**原文抜粋:**
────────────────────────────────────────

社会医療法人 さいたま市民医療センター
(埼玉県 さいたま市西区)
塩谷 猛 院長
最終更新日:2025/10/07


ここに来れば安心と思ってもらえる病院に
「さいたま市民医療センター」は、内科や外科、小児科などの幅広い診療科と回復期リハビリテーション病床を含む340床を備える総合病院。運営は地域の4つの医師会が担っており、地域における医療の最後の砦をめざすという意識が強い。地域のクリニック等からの紹介依頼は原則断らない姿勢を貫き、住民が安心してこの地域で暮らせる一助となっている。2025年4月に院長に就任した塩谷猛(しおや・たけし)院長は、昨年秋に中堅職員とともに「こころにゆとり 踏み出せ一歩!」というスローガンを策定。忙しい日々の中でも挑戦する気持ちを忘れず、小さな一歩を積み重ねることの大切さを共有している。頼りになる「優しいお父さん」のような雰囲気を持ち、歴代院長や幹部、職員の努力によって築かれてきた病院の良き伝統を受け継ぎながら、さらなる成長と変革に挑む塩谷院長に話を聞いた。(取材日2025年8月26日)
病院の概要について伺います。

当センターは2009年に公設民営の病院として誕生しました。さいたま市が建設し、大宮・浦和・与野・岩槻の4つの医師会が共同で運営していますので、民間病院でありながら、とても公的な性格が強い存在です。ですから地域の開業医の先生からのご紹介は「まず受け入れる」という姿勢で臨んでいます。ご紹介くださる先生方からも、「いつでも受けてくれるので安心できる」と言っていただくことも多いです。当センターでの治療にめどがつけば、またかかりつけの医療機関にて、患者さんの安心できる環境でフォロー・療養できるように、逆紹介させていただいています。紹介患者の受け入れ状況については随時地域医療連携室に確認して問題がないか状況判断するようにしています。当センターは地域医療支援病院として地域とともにある病院であり続けることが使命でもあります。地域の方々から、ここに来れば安心、と思ってもらえるような存在でありたいですね。
診療面での特徴を教えてください。

当センターの内科では高い専門性を有しながらも、すべての医師が総合的な診療を実践し、幅広い疾患に対応しています。内科部長は「総合診療が横糸、専門性が縦糸」と表現し、各医師が専門領域を持ちながらも「人」を診る全人的な医療を心がけています。特に高齢の患者さんには複数の疾患を抱える方も多く、社会的背景にも配慮しながら多職種と連携し寄り添う医療を提供しています。また増加傾向にある脳卒中疾患には、脳神経外科と内科が連携して対応しており、脳卒中ケアユニットの増床も行いました。これにより、救急医療体制のさらなる充実を図っていきたいと考えています。循環器疾患にはハイケアユニットを備え、カテーテル治療に24時間体制で取り組んでいます。消化器外科では365日緊急手術が可能な体制を維持し、小児科では食物アレルギーに積極的に取り組み、経口負荷試験も安全に配慮して実施しています。
がん診療やリハビリテーションにも注力されていますね。

────────────────────────────────────────

**提供資料:**
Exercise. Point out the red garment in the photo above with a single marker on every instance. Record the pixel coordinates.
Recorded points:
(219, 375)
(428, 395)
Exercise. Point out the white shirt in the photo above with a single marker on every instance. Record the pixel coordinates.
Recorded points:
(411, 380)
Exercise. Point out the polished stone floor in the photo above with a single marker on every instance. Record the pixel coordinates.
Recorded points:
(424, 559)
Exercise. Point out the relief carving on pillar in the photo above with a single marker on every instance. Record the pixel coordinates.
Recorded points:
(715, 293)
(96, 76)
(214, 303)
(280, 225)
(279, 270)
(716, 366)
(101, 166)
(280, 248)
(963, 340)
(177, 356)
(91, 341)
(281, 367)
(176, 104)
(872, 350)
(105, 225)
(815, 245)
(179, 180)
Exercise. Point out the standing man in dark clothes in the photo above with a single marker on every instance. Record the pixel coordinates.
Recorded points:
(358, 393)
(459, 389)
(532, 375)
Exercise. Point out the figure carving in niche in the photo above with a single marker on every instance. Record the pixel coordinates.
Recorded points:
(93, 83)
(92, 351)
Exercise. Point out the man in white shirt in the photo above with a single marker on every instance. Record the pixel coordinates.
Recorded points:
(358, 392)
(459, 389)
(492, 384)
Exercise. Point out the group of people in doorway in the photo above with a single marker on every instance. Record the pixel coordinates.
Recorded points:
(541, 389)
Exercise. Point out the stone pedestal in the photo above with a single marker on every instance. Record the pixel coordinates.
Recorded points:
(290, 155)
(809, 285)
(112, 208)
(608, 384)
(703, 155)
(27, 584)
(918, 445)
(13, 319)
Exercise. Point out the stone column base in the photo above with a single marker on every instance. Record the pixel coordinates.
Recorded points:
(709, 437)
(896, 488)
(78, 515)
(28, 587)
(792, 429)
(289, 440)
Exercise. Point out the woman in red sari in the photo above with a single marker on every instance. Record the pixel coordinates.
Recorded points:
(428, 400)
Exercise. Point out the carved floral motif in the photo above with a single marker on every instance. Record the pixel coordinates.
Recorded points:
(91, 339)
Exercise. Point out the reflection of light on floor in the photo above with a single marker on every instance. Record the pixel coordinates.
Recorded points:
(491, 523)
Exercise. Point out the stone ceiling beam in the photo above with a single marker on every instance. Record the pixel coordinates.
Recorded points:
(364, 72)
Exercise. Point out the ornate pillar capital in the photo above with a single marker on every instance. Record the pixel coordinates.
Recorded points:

────────────────────────────────────────

**課題内容:** 原文抜粋で、さいたま市民医療センターを共同で運営する医師会として名前が挙がっている地域をすべて書き出してください。 この課題では資料を使いません。

**解答:** 大宮、浦和、与野、岩槻